━━━ SOURCE MATERIAL
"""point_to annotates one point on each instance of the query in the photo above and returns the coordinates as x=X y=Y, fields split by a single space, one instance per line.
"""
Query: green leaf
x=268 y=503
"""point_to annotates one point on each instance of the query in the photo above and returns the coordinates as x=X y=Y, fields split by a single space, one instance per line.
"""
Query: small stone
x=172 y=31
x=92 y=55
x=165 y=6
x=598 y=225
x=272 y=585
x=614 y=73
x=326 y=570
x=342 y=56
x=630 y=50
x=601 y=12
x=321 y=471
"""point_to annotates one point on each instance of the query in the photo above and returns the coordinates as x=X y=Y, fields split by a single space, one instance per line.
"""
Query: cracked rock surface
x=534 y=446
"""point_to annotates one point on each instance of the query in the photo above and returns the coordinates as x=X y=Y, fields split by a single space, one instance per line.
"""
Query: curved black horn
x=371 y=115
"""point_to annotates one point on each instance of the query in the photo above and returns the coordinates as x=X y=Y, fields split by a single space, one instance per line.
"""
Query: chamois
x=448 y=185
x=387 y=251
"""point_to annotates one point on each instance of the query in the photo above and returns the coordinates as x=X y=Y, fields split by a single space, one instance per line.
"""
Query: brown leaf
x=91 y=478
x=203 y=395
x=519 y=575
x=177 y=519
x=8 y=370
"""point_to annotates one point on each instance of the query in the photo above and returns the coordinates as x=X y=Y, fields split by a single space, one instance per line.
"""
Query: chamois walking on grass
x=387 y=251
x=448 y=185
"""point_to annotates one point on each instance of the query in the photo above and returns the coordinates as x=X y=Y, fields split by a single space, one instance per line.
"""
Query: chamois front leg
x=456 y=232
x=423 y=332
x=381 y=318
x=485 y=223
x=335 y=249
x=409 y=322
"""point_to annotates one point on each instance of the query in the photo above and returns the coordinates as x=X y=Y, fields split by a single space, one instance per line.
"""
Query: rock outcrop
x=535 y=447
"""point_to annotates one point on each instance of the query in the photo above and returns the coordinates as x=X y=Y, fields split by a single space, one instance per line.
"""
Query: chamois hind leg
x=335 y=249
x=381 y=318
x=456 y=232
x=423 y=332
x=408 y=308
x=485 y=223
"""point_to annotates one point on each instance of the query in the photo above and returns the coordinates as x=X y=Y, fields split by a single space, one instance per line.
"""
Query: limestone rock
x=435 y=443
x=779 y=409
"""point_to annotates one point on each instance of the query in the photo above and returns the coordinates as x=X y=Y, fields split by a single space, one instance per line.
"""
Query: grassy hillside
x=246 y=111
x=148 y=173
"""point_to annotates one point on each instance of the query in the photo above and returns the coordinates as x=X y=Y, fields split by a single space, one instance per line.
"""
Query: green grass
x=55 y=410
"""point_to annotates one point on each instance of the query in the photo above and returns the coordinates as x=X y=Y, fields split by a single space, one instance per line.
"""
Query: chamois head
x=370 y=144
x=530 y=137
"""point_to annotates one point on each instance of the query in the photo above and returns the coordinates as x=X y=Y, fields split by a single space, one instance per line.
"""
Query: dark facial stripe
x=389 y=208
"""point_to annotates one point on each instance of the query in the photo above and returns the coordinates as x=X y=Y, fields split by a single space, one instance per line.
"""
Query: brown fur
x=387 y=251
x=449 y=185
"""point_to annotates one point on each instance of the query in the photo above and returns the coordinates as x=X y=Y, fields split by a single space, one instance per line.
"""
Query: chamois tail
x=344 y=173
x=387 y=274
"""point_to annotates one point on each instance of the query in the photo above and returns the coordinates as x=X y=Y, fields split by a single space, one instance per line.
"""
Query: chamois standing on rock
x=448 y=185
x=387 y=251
━━━━━━
## WHAT YOU ARE ASKED TO DO
Write each line of the data down again exactly as it reads.

## TASK ANSWER
"""point_to annotates one point on each instance of the query in the photo above and returns the coordinates as x=X y=Y, fields split by a single space, one instance per line.
"""
Query: green leaf
x=268 y=503
"""point_to annotates one point on each instance of the query in the photo above and returns the coordinates as x=X y=Y, fields split by a single space, one instance per line.
"""
Query: small stone
x=172 y=31
x=92 y=55
x=165 y=6
x=598 y=225
x=272 y=585
x=614 y=73
x=326 y=570
x=342 y=56
x=630 y=50
x=601 y=12
x=321 y=471
"""point_to annotates one point on each instance of the query in the photo above and returns the coordinates as x=X y=Y, fields split by a single space, one instance per line.
"""
Query: cracked rock surface
x=534 y=446
"""point_to annotates one point on each instance of the query in the photo above and returns the coordinates as x=X y=Y, fields split by a single space, one instance per line.
"""
Query: curved black horn
x=371 y=115
"""point_to annotates one point on each instance of the query in the photo above and returns the coordinates as x=X y=Y, fields split by a single space, one instance per line.
"""
Query: chamois
x=448 y=185
x=387 y=251
"""point_to annotates one point on each instance of the query in the photo above and returns the coordinates as x=X y=Y, fields split by a single space, one instance per line.
"""
Query: brown leaf
x=91 y=478
x=203 y=395
x=519 y=575
x=177 y=519
x=8 y=370
"""point_to annotates one point on each instance of the query in the photo above and returns the coordinates as x=X y=Y, fields split by a single space, one instance per line.
"""
Query: chamois walking on grass
x=387 y=251
x=448 y=185
"""point_to annotates one point on each instance of the query in the photo above and returns the coordinates as x=X y=Y, fields split by a single space, one instance per line.
"""
Query: chamois front leg
x=456 y=232
x=423 y=332
x=381 y=318
x=485 y=223
x=335 y=249
x=409 y=322
"""point_to annotates one point on each instance of the query in the photo above and returns the coordinates as x=X y=Y, fields split by a single space, one instance per line.
"""
Query: rock outcrop
x=535 y=447
"""point_to annotates one point on each instance of the query in the photo above and returns the coordinates as x=X y=Y, fields split by a single space, one instance per line.
"""
Query: chamois hind leg
x=335 y=249
x=381 y=318
x=456 y=232
x=423 y=332
x=408 y=308
x=485 y=223
"""point_to annotates one point on each instance of the query in the photo above and returns the coordinates as x=X y=Y, fields split by a single space, one instance per line.
"""
Query: limestone rock
x=435 y=443
x=779 y=409
"""point_to annotates one point on each instance of the query in the photo above and returns the coordinates as x=X y=Y, fields split by a single space, one instance per line.
"""
Query: grassy hillside
x=246 y=111
x=148 y=173
"""point_to annotates one point on each instance of the query in the photo above and returns the coordinates as x=X y=Y, fields split by a single space, one instance per line.
"""
Query: green grass
x=55 y=410
"""point_to annotates one point on each instance of the query in the photo above and returns the coordinates as x=X y=Y, fields split by a single space, one instance per line.
"""
Query: chamois head
x=370 y=144
x=530 y=137
"""point_to annotates one point on each instance of the query in the photo above and returns the coordinates as x=X y=Y, fields split by a single space, one instance per line.
"""
Query: dark facial stripe
x=389 y=208
"""point_to annotates one point on each instance of the query in the photo above and returns the coordinates as x=X y=Y, fields split by a single space, one instance per line.
"""
Query: brown fur
x=387 y=251
x=449 y=185
"""point_to annotates one point on each instance of the query in the photo above and returns the coordinates as x=X y=Y, fields split by a single space, one instance per line.
"""
Query: chamois tail
x=344 y=173
x=387 y=274
"""point_to annotates one point on each instance of the query in the photo above and returns the coordinates as x=X y=Y, fields split by a single space, one instance per line.
"""
Query: chamois standing on rock
x=448 y=185
x=387 y=251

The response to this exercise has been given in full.